■ Goal of the exercise:
Decide whether each statement below agrees with the passage on ZAG gene transcription, answering yes or no and quoting the words that settle it. (a) Knocking down Sp1 fully eliminated ZAG expression. (b) This study determined the signal pathways that lead Sp1 to interact with the promoter region. (c) Phosphorylation of Sp1 at Ser-59 has been reported as important for inducing CYP1A1 transcription in HepG2 cells.

■ Text passage:
______________________________
We first identified the core promoter region that critically regulates the transcription of the ZAG gene, and also discovered that Sp1 is an essential transcription factor that interacts with the core promoter region to control transcription. In Sp1 knockdown experiments, ablation of Sp1 significantly reduced the expression of ZAG, but this reduction was not complete (Figure 4). Thus, other transcription factors and/or other transcriptionally regulatory mechanisms are likely to be involved in ZAG gene transcription. These factors and mechanisms should be investigated in future studies. In addition, the signal pathways of how Sp1 is promoted to interact with the promoter region to upregulate ZAG gene transcription have not been determined yet in this study. The function of Sp1 is regulated by a large number of factors. Recently, the phosphorylation of Sp1 at Ser-59 was reported to be important for the induction of CYP1A1 transcription in HepG2 cells.33 It might be interesting to elucidate whether similar mechanisms contribute to the ZAG gene transcription regulation.
______________________________
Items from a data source
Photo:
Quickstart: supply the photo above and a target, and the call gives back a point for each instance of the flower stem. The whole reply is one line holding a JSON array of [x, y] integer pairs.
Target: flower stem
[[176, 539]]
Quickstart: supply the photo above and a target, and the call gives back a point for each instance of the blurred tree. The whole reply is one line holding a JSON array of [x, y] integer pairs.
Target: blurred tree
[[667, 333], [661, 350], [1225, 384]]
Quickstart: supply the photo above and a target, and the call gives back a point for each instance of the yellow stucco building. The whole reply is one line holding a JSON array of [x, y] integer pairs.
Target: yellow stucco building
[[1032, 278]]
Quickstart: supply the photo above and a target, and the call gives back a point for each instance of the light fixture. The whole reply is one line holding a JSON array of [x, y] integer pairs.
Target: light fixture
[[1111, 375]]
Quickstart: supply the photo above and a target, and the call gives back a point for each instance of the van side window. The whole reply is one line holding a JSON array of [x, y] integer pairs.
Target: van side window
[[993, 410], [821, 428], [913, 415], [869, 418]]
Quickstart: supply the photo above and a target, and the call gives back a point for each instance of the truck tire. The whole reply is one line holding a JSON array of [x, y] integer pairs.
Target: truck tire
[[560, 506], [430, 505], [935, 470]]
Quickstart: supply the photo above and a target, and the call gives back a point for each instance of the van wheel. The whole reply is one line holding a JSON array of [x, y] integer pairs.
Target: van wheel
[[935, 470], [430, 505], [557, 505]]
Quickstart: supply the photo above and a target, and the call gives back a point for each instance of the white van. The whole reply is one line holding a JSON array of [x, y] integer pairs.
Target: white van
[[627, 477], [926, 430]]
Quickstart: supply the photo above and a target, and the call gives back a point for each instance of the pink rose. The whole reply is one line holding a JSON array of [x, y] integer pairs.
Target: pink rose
______________________________
■ Result of this exercise:
(a) No: "this reduction was not complete"
(b) No: "have not been determined yet in this study"
(c) Yes: "the phosphorylation of Sp1 at Ser-59 was reported to be important for the induction of CYP1A1 transcription in HepG2 cells"